=== ESTRATTO DELLA FONTE ===

Invocare la compattezza della magistratura, la sua capacità di cercare il consenso sociale contro le riforme che la maggioranza volesse individuare è un atto politico che, in quanto tale, non compete alla magistratura, ma al Parlamento e alle forze politiche. In quel rimpianto per la mancanza di “interessi personali” da parte del Presidente del Consiglio c’è molto del metodo Palamara e, soprattutto, del rammarico per non poter utilizzare la clava delle indagini per colpire il premier.

E’ da ricordare l’irruzione che l’emerito Presidente della Repubblica, Francesco Cossiga, fece su Sky  durante un’intervista che Maria Latella stava facendo proprio a Palamara, all’epoca uno dei vertici dell’Associazione nazionale magistrati. Era il 2008, c’era in carica il governo Prodi e Clemente Mastella aveva appena annunciato una timida riforma della Giustizia, che introduceva dei criteri di merito nelle progressioni di carriera dei magistrati eliminando gli automatismi legati all’anzianità. Mastella era stato costretto alle dimissioni a causa delle misure cautelari che, immediatamente dopo l’inizio del processo di riforma, avevano colpito la moglie, nell’ambito di un’indagine nella quale era stato coinvolto lui stesso (entrambi furono poi assolti con formula piena). L’ex Presidente della Repubblica, con lo stile aggressivo che caratterizzava i suoi interventi, disse apertamente di aver consigliato a Mastella e Prodi di ritirare la riforma, anzi di introdurre una riforma “demeritocratica”, così tutte le indagini sarebbero state archiviate. Un intervento durissimo quello di Cossiga.

Lo stesso Palamara anni dopo, in un’intervista resa nel 2021, disse che, pur essendosi offeso nell’immediatezza, a distanza di tempo era costretto ad ammettere che “quelle parole hanno costituito una sferzata critica nei confronti del nostro mondo perché fotografavano, anche da chi aveva vissuto direttamente nel rapporto tra il presidente della Repubblica e il Csm, quella che era la realtà interna: il corporativismo e l’eccesso di chiusura che caratterizzava il mondo della magistratura”. Sostanzialmente Palamara, a distanza di anni, ammetteva la veridicità delle parole di Cossiga e, quindi, anche l’utilizzo della giurisdizione per motivi politici.

C’è viva necessità di sanare il mancato equilibrio tra i poteri dello Stato e anche la trasversalità delle “vittime” di questa sperequazione di poteri. Ecco perché il governo Meloni ha il diritto e il dovere di riformare la Giustizia e l’Ordinamento giudiziario nel senso di equilibrare il rapporto tra i poteri e restituire la piena sovranità al Parlamento e, quindi, alla democrazia rappresentativa.

=== ESTRATTI DEI DATI ===

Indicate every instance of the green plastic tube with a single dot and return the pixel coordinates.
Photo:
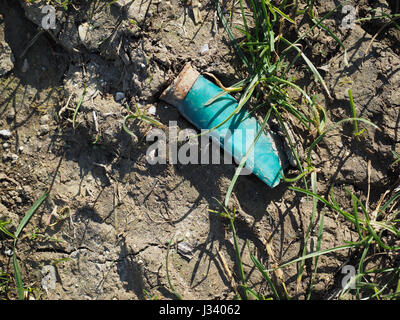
(191, 92)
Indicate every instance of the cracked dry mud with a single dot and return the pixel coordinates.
(117, 212)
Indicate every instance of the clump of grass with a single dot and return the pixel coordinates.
(21, 226)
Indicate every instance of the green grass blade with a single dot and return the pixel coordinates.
(168, 276)
(18, 278)
(29, 214)
(310, 226)
(78, 106)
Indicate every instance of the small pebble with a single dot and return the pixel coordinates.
(152, 110)
(204, 49)
(43, 129)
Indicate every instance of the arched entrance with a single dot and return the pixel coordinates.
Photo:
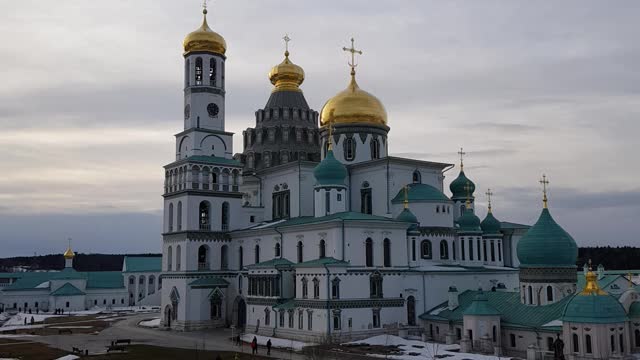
(239, 312)
(167, 316)
(411, 311)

===

* COMPITI *
1. Nell'estratto sulla riforma della Giustizia, in quale anno Cossiga intervenne su Sky durante l'intervista a Palamara?
2. Scrivi il seguito dell'estratto sulla riforma della Giustizia, cominciando dopo la sua ultima frase.
I dati non sono necessari per svolgere i compiti.

* RISPOSTE FORNITE *
1. Nel 2008.

2.
“Non c’è uno scontro con la magistratura, ci sono alcuni magistrati singoli, politicizzati, che si scontrano con la nostra volontà di riformare la giustizia”. Giovanni Donzelli, capo dell’organizzazione di Fratelli d’Italia, intervistato dal Corriere della Sera, parla a 360 gradi: del governo, della Manovra economica e soprattutto dello scontro con la magistratura dopo il caso Albania. Rifiuta, anzitutto, questo termine: “Non c’è uno scontro con la magistratura, ci sono alcuni magistrati singoli, politicizzati, che si scontrano con la nostra volontà di riformare la giustizia”. Non è una scoperta, è tutto molto chiato nelle parole usate nella famosa chat. “Non a caso -spiega Donzelli a Paola Di Caro-  il magistrato Patarnello nella sua chat diceva che andava fermata Meloni: in una discussione che partiva dai migranti ma arrivava al nodo della riforma della giustizia. I migranti diventati strumento di lotta”. Il nocciolo della questione è questo, sostiene Giovanni Donzelli: ‘Noi andremo avanti con la riforma della giustizia anche per salvaguardare proprio la terzietà dei tanti giudici che non sono politicizzati e fanno bene il proprio lavoro’.

In un altro passaggio, il responsabile dell’organizzazione di FdI si dice per nulla preoccupato delle critiche e delle polemiche intorno al governo. «No, perché il clima è agitato non per noi, ma per chi non si è rassegnato al fatto che Giorgia Meloni ha vinto le elezioni, governa e lo fa bene». Certo, aggiunge, «per la sinistra va tutto male. Una sinistra che arriva perfino a proporre al Parlamento europeo una procedura di infrazione contro il proprio Paese, una cosa mai vista, gravissima».

“Certi giudici sono nemici non di mio padre o della Meloni, ma dell’intero Paese…”, ha poi detto la presidente di Fininvest e del gruppo Mondadori, rispondendo alle domande dei giornalisti.

Intervenuta a Roma all’inaugurazione del nuovo bookstore Mondadori, Marina ha spiegato che le avrebbe fatto piacere la presenza del premier, “ma potete immaginare – ha sottolineato – gli impegni della presidente del Consiglio”.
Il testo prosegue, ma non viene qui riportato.